** Data records follows **

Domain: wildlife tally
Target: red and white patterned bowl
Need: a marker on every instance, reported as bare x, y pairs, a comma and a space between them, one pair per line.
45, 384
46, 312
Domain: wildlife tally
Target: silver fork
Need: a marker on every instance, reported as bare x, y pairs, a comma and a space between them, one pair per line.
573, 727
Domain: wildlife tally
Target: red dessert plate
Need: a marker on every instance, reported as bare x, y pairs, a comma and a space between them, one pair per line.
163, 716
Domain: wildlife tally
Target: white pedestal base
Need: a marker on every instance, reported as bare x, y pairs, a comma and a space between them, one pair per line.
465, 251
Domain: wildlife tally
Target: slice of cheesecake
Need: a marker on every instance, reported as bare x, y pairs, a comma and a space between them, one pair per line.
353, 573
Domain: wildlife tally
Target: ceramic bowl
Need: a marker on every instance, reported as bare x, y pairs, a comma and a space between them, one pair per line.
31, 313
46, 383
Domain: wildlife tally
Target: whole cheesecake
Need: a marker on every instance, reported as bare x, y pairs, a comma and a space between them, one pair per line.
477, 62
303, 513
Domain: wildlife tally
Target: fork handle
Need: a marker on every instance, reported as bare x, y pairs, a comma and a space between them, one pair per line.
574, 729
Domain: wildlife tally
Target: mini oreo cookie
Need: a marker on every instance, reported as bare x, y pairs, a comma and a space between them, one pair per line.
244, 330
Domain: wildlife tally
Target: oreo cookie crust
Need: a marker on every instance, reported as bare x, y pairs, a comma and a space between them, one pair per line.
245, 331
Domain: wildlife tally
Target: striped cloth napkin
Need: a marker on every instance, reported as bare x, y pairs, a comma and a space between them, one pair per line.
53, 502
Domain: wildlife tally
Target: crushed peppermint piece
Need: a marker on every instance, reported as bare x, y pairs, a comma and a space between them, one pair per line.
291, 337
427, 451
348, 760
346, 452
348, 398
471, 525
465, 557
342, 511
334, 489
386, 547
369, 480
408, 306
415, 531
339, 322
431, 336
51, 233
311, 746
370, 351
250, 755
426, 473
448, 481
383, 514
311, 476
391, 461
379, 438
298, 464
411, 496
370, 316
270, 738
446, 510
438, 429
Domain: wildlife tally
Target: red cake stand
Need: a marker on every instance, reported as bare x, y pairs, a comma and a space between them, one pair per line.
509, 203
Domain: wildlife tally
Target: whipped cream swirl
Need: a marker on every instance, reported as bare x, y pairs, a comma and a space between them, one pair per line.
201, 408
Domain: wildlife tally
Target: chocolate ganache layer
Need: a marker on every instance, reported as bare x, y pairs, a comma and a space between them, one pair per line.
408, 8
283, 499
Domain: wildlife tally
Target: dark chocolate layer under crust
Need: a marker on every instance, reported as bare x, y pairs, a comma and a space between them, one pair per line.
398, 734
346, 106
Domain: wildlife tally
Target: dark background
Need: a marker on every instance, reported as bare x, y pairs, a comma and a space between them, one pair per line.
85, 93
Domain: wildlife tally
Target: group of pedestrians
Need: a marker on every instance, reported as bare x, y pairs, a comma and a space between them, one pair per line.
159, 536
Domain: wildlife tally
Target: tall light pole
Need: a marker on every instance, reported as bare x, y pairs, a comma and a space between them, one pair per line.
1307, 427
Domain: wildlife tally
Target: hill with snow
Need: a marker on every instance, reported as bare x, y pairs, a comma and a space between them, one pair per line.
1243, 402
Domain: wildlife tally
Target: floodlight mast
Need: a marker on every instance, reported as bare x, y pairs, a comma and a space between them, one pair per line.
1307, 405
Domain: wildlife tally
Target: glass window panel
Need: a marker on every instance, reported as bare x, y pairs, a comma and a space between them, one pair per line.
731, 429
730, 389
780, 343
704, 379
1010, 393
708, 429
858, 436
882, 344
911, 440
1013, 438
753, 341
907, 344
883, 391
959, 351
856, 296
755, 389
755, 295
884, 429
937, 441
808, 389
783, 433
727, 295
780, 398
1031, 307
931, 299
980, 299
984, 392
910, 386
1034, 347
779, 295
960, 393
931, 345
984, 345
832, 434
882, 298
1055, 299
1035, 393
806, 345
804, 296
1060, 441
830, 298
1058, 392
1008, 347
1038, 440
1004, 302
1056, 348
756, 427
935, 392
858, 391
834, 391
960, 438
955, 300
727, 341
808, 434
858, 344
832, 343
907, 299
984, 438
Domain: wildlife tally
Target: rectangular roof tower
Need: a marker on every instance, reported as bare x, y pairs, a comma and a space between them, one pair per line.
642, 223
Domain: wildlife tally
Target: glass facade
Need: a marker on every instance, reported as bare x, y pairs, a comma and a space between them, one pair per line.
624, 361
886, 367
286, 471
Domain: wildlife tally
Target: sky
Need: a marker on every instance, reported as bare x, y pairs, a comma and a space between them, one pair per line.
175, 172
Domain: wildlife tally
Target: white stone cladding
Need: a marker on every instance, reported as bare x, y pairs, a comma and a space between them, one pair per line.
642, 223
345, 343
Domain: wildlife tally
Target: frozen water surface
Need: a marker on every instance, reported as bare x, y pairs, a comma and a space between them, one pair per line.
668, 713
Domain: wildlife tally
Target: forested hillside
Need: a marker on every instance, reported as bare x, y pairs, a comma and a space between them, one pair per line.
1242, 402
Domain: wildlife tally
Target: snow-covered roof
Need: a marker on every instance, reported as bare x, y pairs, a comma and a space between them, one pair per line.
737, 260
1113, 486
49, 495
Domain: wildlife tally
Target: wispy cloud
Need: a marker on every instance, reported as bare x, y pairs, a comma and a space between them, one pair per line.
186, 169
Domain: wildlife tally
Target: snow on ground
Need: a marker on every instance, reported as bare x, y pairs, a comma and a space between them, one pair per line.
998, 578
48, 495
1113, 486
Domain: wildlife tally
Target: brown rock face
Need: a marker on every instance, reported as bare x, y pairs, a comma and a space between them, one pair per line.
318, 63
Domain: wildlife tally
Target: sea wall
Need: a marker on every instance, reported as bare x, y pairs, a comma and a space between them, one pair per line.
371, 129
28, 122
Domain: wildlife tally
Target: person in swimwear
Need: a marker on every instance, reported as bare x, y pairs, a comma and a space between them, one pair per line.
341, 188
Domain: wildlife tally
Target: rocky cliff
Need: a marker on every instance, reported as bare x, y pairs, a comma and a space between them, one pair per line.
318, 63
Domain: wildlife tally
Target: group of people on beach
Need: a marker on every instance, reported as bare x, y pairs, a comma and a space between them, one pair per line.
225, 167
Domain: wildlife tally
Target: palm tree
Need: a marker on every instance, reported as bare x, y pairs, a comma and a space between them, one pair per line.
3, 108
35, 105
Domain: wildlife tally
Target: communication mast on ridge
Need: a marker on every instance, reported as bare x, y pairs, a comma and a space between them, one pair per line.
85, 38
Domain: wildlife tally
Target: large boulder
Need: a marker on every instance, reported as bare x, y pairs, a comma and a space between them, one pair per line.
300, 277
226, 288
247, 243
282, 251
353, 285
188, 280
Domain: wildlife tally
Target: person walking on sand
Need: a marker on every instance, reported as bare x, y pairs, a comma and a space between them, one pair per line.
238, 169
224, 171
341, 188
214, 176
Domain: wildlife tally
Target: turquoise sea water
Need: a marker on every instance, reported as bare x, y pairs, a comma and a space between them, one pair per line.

** End of Data records **

» **Task statement**
Return the lines above precisely as they appear, beginning at the first line and ending at the line with "Target: oreo cookie crust", and nothing after it.

» **Solution for this problem**
Domain: wildlife tally
Target: red and white patterned bowl
Need: a marker on every instance, reported as bare x, y pairs, a comma and a space between them, one pair per line.
45, 384
46, 312
Domain: wildlife tally
Target: silver fork
Need: a marker on every instance, reported as bare x, y pairs, a comma and a space between them, one pair per line.
573, 727
Domain: wildlife tally
Target: red dessert plate
Need: a marker on every instance, reported as bare x, y pairs, a comma and a space between them, one pair per line.
163, 716
Domain: wildlife tally
Target: white pedestal base
Need: a marker on every instance, reported as bare x, y pairs, a comma and a space between them, one pair per line.
465, 251
Domain: wildlife tally
Target: slice of cheesecake
Need: a marker on every instance, reported as bare x, y pairs, a comma and a space between them, one pair per line.
353, 573
Domain: wildlife tally
Target: ceramic bowl
Need: a marker on every instance, reported as bare x, y pairs, a comma and a space between them, one pair per line.
31, 313
46, 383
Domain: wildlife tally
Target: whole cheesecake
Need: a marker on every instance, reported as bare x, y pairs, a comma and a space between them, one pair per line.
477, 62
303, 513
Domain: wildlife tally
Target: fork handle
Need: a marker on every instance, reported as bare x, y pairs, a comma and a space between them, one pair per line.
574, 729
Domain: wildlife tally
Target: mini oreo cookie
Need: a marker on every instance, reported as bare x, y pairs, a comma and a space between them, one pair per line.
244, 330
Domain: wildlife tally
Target: oreo cookie crust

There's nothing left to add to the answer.